+++ Text to read

Methods of treating a subterranean formation are also disclosed. A hydrocarbon fracturing fluid comprising liquefied petroleum gas is introduced into the subterranean formation. The hydrocarbon fracturing fluid is subjected to pressures above the formation pressure. The hydrocarbon fracturing fluid is then shut-in in the subterranean formation for a period of at least 4 hours. The period may be, for example longer than 12 hours or 24 hours and could be more than two days.
Methods of treating plural zones of one or more hydrocarbon reservoirs penetrated by a well are also disclosed. Hydrocarbon fracturing fluid comprising liquefied petroleum gas is introduced through the well into a first zone of the one or more hydrocarbon reservoirs. The hydrocarbon fracturing fluid is subjected in the first zone to pressures above the formation pressure of the first zone. Hydrocarbon fracturing fluid comprising liquefied petroleum gas is introduced through the well into a second zone of the one or more hydrocarbon reservoirs. The hydrocarbon fracturing fluid is subjected in the second zone to pressures above the formation pressure of the second zone. The hydrocarbon fracturing fluid is at least partially removed from the first zone and the second zone.
A fluid is also disclosed, the fluid comprising hydrocarbon fracturing fluid at least partially removed from the subterranean formations of the methods disclosed herein. A subterranean formation is also disclosed comprising the hydrocarbon fracturing fluid introduced by any of the methods disclosed herein.

++++++
+++ Supplied data

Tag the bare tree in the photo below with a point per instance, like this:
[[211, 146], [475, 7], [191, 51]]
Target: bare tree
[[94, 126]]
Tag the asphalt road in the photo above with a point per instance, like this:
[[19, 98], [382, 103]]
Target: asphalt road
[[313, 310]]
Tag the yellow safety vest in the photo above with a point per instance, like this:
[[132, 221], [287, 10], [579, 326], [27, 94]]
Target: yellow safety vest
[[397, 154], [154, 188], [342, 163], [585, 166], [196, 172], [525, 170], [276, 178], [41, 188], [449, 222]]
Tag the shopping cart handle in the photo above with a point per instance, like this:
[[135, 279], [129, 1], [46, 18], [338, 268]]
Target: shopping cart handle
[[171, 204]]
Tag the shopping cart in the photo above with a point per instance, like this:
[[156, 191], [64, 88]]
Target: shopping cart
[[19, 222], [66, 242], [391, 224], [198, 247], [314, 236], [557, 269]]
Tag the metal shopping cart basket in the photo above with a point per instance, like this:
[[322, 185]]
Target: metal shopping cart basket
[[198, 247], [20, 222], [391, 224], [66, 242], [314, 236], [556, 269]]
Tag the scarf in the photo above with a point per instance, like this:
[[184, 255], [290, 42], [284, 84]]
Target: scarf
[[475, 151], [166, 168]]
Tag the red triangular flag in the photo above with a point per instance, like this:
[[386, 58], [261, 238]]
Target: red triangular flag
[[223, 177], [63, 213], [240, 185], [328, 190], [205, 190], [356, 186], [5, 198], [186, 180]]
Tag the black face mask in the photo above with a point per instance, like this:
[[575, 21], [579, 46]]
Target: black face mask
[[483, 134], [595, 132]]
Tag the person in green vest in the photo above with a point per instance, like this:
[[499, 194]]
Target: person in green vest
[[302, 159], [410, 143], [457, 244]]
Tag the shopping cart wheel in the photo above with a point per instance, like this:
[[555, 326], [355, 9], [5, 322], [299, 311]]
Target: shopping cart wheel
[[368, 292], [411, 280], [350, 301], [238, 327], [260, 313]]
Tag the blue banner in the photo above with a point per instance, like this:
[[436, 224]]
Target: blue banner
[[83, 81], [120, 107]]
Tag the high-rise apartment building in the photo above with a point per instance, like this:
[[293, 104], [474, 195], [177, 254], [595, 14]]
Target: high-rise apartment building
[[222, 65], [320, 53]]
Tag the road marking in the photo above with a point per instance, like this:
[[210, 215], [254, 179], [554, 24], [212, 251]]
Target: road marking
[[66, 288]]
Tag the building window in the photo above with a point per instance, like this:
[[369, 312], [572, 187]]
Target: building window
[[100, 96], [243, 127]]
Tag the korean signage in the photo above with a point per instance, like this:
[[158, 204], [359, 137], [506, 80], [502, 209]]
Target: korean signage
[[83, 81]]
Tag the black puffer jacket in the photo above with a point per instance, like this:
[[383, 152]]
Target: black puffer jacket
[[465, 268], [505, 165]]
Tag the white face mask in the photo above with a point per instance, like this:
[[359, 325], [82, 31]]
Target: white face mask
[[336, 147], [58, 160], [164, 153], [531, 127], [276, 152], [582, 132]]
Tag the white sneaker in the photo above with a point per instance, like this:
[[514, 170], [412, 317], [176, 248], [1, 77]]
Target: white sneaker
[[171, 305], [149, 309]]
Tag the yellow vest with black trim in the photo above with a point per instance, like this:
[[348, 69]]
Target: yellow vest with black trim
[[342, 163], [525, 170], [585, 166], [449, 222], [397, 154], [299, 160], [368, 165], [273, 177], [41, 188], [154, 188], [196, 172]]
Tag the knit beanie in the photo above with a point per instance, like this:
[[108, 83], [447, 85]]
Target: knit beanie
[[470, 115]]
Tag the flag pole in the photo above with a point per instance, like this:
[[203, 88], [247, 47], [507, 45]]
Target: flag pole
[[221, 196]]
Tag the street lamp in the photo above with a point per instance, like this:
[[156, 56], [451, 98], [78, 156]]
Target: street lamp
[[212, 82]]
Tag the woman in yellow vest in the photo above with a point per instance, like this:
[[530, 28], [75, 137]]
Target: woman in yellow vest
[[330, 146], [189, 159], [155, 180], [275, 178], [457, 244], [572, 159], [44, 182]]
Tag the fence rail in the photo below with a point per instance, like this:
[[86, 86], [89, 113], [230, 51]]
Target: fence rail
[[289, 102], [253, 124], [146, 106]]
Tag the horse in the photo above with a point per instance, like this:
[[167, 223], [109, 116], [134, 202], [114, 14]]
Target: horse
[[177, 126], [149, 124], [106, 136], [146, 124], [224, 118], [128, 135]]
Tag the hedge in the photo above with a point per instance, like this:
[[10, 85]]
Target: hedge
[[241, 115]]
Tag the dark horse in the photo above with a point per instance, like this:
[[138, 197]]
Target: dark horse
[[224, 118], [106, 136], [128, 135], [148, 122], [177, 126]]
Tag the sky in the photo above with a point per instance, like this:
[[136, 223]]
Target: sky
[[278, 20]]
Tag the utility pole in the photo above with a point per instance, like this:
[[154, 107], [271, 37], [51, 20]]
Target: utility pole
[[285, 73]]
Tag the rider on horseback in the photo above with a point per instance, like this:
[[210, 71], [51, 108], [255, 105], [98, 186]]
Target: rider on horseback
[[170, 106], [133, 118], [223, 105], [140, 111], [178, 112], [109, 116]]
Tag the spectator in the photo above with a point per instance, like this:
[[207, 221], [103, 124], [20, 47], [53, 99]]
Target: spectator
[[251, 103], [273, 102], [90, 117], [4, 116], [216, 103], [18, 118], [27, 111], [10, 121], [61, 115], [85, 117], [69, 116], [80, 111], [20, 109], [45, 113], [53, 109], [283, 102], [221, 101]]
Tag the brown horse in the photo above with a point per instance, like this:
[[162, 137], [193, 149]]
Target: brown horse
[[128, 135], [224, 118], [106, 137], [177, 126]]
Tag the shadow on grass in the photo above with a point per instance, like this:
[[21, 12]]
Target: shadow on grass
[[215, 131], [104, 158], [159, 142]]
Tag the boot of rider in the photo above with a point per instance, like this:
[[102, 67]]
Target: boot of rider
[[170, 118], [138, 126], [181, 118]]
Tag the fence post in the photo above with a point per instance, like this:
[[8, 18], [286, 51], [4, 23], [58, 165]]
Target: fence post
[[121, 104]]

++++++

> _What you need to do_
[a] Please print the part of the fracturing text from "Methods of treating plural" to "and the second zone.".
[b] Update the records from the line with "Tag the dark" to the line with "[[215, 131], [104, 158], [159, 142]]", changing "Target" to "Object" and leaving all else as it is. Return only those lines.
The text and the records were taken from unrelated sources.

> _The responses_
[a]
Methods of treating plural zones of one or more hydrocarbon reservoirs penetrated by a well are also disclosed. Hydrocarbon fracturing fluid comprising liquefied petroleum gas is introduced through the well into a first zone of the one or more hydrocarbon reservoirs. The hydrocarbon fracturing fluid is subjected in the first zone to pressures above the formation pressure of the first zone. Hydrocarbon fracturing fluid comprising liquefied petroleum gas is introduced through the well into a second zone of the one or more hydrocarbon reservoirs. The hydrocarbon fracturing fluid is subjected in the second zone to pressures above the formation pressure of the second zone. The hydrocarbon fracturing fluid is at least partially removed from the first zone and the second zone.

[b]
Tag the dark horse in the photo above with a point per instance, like this:
[[138, 197]]
Object: dark horse
[[224, 118], [106, 136], [128, 135], [148, 122], [177, 126]]
Tag the sky in the photo above with a point per instance, like this:
[[136, 223]]
Object: sky
[[278, 20]]
Tag the utility pole in the photo above with a point per instance, like this:
[[154, 107], [271, 37], [51, 20]]
Object: utility pole
[[285, 73]]
Tag the rider on horseback in the photo above with a point per instance, like this:
[[210, 71], [51, 108], [255, 105], [98, 186]]
Object: rider on horseback
[[170, 106], [133, 118], [223, 105], [140, 111], [178, 112], [109, 116]]
Tag the spectator in the photo above with a point per instance, like this:
[[207, 221], [103, 124], [20, 47], [53, 99]]
Object: spectator
[[251, 103], [273, 102], [90, 117], [4, 116], [216, 103], [18, 118], [27, 111], [10, 121], [61, 115], [85, 117], [69, 116], [80, 111], [20, 109], [45, 113], [53, 109], [283, 102], [221, 101]]
Tag the brown horse in the photo above with a point per instance, like this:
[[162, 137], [193, 149]]
Object: brown horse
[[128, 135], [224, 118], [106, 137], [177, 126]]
Tag the shadow on grass in the photo above with a point per instance, like this:
[[21, 12]]
Object: shadow on grass
[[215, 131], [104, 158], [159, 142]]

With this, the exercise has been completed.